## [WRITTEN TASK]
Render all of the material below as a Markdown table with two columns, "Row" and "Material line," where each row holds a row number and one line of the material. Leave out blank lines.

## [ROWS]
···

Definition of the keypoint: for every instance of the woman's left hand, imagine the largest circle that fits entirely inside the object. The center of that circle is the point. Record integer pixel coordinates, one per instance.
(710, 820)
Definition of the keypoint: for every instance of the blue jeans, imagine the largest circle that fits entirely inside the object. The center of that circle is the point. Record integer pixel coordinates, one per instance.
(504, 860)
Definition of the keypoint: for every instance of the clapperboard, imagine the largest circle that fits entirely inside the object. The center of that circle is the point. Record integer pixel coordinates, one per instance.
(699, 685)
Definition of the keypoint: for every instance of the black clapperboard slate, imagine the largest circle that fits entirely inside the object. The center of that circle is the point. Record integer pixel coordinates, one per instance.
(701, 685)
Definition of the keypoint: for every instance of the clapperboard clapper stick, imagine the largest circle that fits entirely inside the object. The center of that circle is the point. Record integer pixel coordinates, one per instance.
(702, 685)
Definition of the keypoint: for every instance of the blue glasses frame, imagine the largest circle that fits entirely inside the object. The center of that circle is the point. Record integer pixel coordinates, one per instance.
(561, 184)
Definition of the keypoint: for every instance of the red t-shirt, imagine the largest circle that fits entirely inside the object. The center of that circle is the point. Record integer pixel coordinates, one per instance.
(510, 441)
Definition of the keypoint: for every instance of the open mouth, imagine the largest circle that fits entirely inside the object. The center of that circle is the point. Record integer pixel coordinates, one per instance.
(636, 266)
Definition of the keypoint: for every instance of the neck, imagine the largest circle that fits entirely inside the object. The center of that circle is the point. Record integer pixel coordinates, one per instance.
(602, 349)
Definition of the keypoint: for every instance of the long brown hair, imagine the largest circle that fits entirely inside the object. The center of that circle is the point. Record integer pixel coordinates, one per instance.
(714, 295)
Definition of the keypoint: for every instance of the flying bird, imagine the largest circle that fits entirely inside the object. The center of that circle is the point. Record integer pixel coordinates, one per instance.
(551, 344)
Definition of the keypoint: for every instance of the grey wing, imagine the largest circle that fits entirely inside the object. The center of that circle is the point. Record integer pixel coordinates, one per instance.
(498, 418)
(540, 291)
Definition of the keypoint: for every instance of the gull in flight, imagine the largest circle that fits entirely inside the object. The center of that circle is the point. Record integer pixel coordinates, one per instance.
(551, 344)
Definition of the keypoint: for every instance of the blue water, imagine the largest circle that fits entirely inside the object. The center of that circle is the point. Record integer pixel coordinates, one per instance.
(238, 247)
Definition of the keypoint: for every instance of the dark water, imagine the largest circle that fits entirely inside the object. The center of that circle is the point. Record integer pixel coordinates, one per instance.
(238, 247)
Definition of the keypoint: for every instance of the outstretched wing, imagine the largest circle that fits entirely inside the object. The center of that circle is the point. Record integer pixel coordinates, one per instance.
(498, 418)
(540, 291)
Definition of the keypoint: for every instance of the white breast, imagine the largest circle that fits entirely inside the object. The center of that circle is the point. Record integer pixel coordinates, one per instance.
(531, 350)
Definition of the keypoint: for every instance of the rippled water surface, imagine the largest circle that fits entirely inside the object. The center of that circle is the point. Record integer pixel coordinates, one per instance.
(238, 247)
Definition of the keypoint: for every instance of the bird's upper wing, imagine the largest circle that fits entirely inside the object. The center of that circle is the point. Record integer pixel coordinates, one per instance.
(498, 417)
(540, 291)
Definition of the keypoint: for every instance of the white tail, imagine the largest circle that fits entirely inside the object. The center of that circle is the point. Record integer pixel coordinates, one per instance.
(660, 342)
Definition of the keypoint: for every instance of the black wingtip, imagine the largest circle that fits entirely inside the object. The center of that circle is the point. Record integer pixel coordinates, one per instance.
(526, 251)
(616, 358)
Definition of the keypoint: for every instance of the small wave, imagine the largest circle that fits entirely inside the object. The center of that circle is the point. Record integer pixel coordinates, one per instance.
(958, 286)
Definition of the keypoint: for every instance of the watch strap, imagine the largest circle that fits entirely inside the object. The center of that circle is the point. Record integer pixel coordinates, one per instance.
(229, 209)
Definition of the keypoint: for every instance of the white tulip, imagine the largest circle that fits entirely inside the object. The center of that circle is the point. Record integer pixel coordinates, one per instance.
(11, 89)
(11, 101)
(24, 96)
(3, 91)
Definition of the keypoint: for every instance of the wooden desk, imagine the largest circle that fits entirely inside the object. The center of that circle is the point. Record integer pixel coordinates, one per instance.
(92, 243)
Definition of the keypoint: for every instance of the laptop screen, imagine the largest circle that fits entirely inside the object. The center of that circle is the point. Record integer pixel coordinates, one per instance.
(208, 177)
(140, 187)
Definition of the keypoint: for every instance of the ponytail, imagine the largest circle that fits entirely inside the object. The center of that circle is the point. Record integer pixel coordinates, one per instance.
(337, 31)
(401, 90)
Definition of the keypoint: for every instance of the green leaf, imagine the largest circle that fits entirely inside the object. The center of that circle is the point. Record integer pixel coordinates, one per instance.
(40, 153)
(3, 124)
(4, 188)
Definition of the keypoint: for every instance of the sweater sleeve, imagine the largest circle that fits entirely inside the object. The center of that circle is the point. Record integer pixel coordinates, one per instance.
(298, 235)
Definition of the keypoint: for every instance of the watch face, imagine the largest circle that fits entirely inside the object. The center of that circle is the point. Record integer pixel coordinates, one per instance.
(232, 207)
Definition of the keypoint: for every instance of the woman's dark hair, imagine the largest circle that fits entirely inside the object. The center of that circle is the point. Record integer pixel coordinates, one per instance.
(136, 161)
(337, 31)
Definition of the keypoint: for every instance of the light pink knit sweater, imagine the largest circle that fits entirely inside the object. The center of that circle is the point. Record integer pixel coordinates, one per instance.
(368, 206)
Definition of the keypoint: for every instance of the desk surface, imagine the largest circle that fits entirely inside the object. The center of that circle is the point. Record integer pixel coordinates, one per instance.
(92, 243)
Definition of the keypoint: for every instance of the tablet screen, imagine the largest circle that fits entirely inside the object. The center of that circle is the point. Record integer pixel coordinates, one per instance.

···

## [RESPONSE BELOW]
| Row | Material line |
|---|---|
| 1 | Definition of the keypoint: for every instance of the woman's left hand, imagine the largest circle that fits entirely inside the object. The center of that circle is the point. Record integer pixel coordinates, one per instance. |
| 2 | (710, 820) |
| 3 | Definition of the keypoint: for every instance of the blue jeans, imagine the largest circle that fits entirely inside the object. The center of that circle is the point. Record integer pixel coordinates, one per instance. |
| 4 | (504, 860) |
| 5 | Definition of the keypoint: for every instance of the clapperboard, imagine the largest circle that fits entirely inside the object. The center of that circle is the point. Record integer pixel coordinates, one per instance. |
| 6 | (699, 685) |
| 7 | Definition of the keypoint: for every instance of the black clapperboard slate, imagine the largest circle that fits entirely inside the object. The center of that circle is the point. Record integer pixel coordinates, one per instance. |
| 8 | (701, 685) |
| 9 | Definition of the keypoint: for every instance of the clapperboard clapper stick, imagine the largest circle that fits entirely inside the object. The center of that circle is the point. Record integer pixel coordinates, one per instance. |
| 10 | (702, 685) |
| 11 | Definition of the keypoint: for every instance of the blue glasses frame, imagine the largest circle that fits entirely inside the object. The center of that circle is the point. Record integer pixel coordinates, one per instance. |
| 12 | (561, 184) |
| 13 | Definition of the keypoint: for every instance of the red t-shirt, imagine the largest circle that fits entirely inside the object. The center of that circle is the point. Record integer pixel coordinates, one per instance. |
| 14 | (510, 441) |
| 15 | Definition of the keypoint: for every instance of the open mouth, imagine the largest circle that fits entirely inside the object. The center of that circle is the point. Record integer pixel coordinates, one per instance. |
| 16 | (636, 266) |
| 17 | Definition of the keypoint: for every instance of the neck, imagine the largest circle that fits entirely inside the object. The center of that circle is the point. Record integer pixel coordinates, one per instance. |
| 18 | (602, 349) |
| 19 | Definition of the keypoint: for every instance of the long brown hair, imagine the largest circle that fits entirely inside the object. The center of that circle is the point. Record integer pixel coordinates, one per instance. |
| 20 | (714, 295) |
| 21 | Definition of the keypoint: for every instance of the flying bird, imagine the largest circle that fits entirely inside the object. The center of that circle is the point. Record integer pixel coordinates, one per instance. |
| 22 | (551, 344) |
| 23 | Definition of the keypoint: for every instance of the grey wing, imagine the largest circle that fits entirely inside the object. The center of that circle is the point. Record integer pixel coordinates, one per instance. |
| 24 | (498, 418) |
| 25 | (540, 291) |
| 26 | Definition of the keypoint: for every instance of the gull in flight, imagine the largest circle that fits entirely inside the object. The center of that circle is the point. Record integer pixel coordinates, one per instance. |
| 27 | (551, 344) |
| 28 | Definition of the keypoint: for every instance of the blue water, imagine the largest circle that fits entirely inside the object. The center of that circle is the point. Record integer pixel coordinates, one per instance. |
| 29 | (238, 247) |
| 30 | Definition of the keypoint: for every instance of the dark water, imagine the largest circle that fits entirely inside the object. The center of that circle is the point. Record integer pixel coordinates, one per instance. |
| 31 | (238, 247) |
| 32 | Definition of the keypoint: for every instance of the outstretched wing, imagine the largest circle that fits entirely inside the object. The center of that circle is the point. Record integer pixel coordinates, one per instance. |
| 33 | (498, 418) |
| 34 | (540, 291) |
| 35 | Definition of the keypoint: for every instance of the white breast, imagine the largest circle that fits entirely inside the object. The center of that circle is the point. Record integer pixel coordinates, one per instance. |
| 36 | (531, 350) |
| 37 | Definition of the keypoint: for every instance of the rippled water surface, imagine the largest circle that fits entirely inside the object. The center of that circle is the point. Record integer pixel coordinates, one per instance. |
| 38 | (238, 247) |
| 39 | Definition of the keypoint: for every instance of the bird's upper wing, imagine the largest circle that fits entirely inside the object. The center of that circle is the point. Record integer pixel coordinates, one per instance. |
| 40 | (498, 417) |
| 41 | (540, 291) |
| 42 | Definition of the keypoint: for every instance of the white tail, imagine the largest circle that fits entirely inside the object. The center of that circle is the point. Record integer pixel coordinates, one per instance. |
| 43 | (660, 342) |
| 44 | Definition of the keypoint: for every instance of the black wingtip, imagine the largest circle that fits entirely inside the object. The center of that circle is the point. Record integer pixel coordinates, one per instance. |
| 45 | (526, 251) |
| 46 | (616, 358) |
| 47 | Definition of the keypoint: for every instance of the small wave, imagine the largest circle that fits entirely inside the object. The center of that circle is the point. Record integer pixel coordinates, one per instance. |
| 48 | (958, 286) |
| 49 | Definition of the keypoint: for every instance of the watch strap, imagine the largest circle that fits entirely inside the object. The center of that circle is the point. Record integer pixel coordinates, one per instance. |
| 50 | (229, 209) |
| 51 | Definition of the keypoint: for every instance of the white tulip, imagine the largest circle that fits entirely inside the object. The center of that circle is the point. Record integer pixel coordinates, one per instance. |
| 52 | (11, 89) |
| 53 | (11, 101) |
| 54 | (24, 96) |
| 55 | (3, 91) |
| 56 | Definition of the keypoint: for every instance of the wooden desk, imagine the largest circle that fits entirely inside the object. The center of that circle is the point. Record integer pixel coordinates, one per instance. |
| 57 | (92, 243) |
| 58 | Definition of the keypoint: for every instance of the laptop screen, imagine the largest circle that fits entirely inside the object. The center of that circle is the point. Record integer pixel coordinates, one per instance. |
| 59 | (208, 177) |
| 60 | (140, 187) |
| 61 | Definition of the keypoint: for every instance of the ponytail, imagine the largest circle that fits entirely inside the object. The center of that circle is the point. Record integer pixel coordinates, one per instance. |
| 62 | (337, 31) |
| 63 | (401, 90) |
| 64 | Definition of the keypoint: for every instance of the green leaf, imagine the largest circle that fits entirely inside the object. The center of that circle is the point. Record integer pixel coordinates, one per instance. |
| 65 | (40, 153) |
| 66 | (3, 124) |
| 67 | (4, 188) |
| 68 | Definition of the keypoint: for every instance of the sweater sleeve, imagine the largest circle that fits entirely inside the object. The center of that circle is the point. Record integer pixel coordinates, one per instance. |
| 69 | (298, 235) |
| 70 | Definition of the keypoint: for every instance of the watch face, imagine the largest circle that fits entirely inside the object. The center of that circle is the point. Record integer pixel coordinates, one per instance. |
| 71 | (232, 207) |
| 72 | Definition of the keypoint: for every instance of the woman's dark hair, imagine the largest circle that fits entirely inside the object. The center of that circle is the point. Record integer pixel coordinates, one per instance. |
| 73 | (136, 161) |
| 74 | (337, 31) |
| 75 | Definition of the keypoint: for every instance of the light pink knit sweater, imagine the largest circle that fits entirely inside the object. The center of that circle is the point. Record integer pixel coordinates, one per instance. |
| 76 | (368, 206) |
| 77 | Definition of the keypoint: for every instance of the desk surface, imagine the largest circle that fits entirely inside the object. The center of that circle is the point. Record integer pixel coordinates, one per instance. |
| 78 | (92, 243) |
| 79 | Definition of the keypoint: for every instance of the tablet screen, imagine the largest circle that fits entirely inside the object. The center of that circle is the point. Record integer pixel coordinates, one per instance. |